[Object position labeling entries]
────────────────────
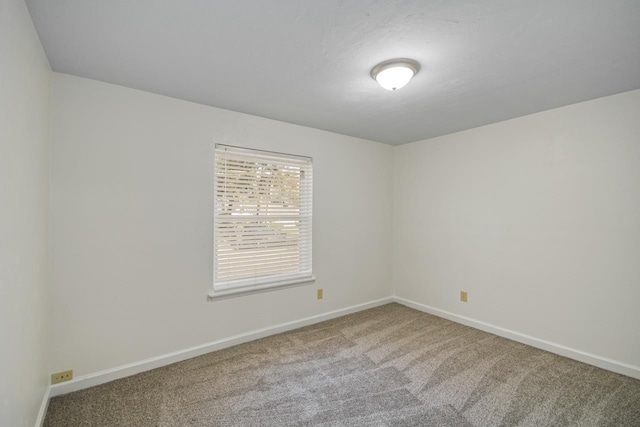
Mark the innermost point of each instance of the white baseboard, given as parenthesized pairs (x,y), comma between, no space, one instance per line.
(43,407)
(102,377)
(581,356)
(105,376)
────────────────────
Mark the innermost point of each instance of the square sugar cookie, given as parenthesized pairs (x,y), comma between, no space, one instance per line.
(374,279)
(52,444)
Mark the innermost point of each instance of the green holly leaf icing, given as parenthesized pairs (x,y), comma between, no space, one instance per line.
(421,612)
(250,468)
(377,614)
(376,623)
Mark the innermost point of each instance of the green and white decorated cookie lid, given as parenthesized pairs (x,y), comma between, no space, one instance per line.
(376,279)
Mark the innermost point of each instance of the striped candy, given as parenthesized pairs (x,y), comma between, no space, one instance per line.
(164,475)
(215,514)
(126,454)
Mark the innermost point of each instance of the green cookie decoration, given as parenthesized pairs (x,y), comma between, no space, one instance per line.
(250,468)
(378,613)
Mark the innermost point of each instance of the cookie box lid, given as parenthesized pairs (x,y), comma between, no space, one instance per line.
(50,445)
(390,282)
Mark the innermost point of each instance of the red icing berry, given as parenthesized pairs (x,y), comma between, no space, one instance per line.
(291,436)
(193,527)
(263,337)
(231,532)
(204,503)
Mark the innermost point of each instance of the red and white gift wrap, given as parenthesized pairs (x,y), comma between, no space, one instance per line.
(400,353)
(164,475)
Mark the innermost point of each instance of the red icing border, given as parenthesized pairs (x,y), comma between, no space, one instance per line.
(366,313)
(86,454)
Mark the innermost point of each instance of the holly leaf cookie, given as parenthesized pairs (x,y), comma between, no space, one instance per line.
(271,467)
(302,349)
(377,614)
────────────────────
Task instructions: Collect every line of the material above that contains the string "holly", and copy each such line in full.

Finished exercise:
Mark the innermost point of each instance of the green holly leaf icing, given as parenthesized pairs (x,y), comma between, no space, one instance per line.
Mark the innermost point of each instance of the holly leaf cookie, given as parenthesized pairs (x,y), comma between, no space, one instance per line.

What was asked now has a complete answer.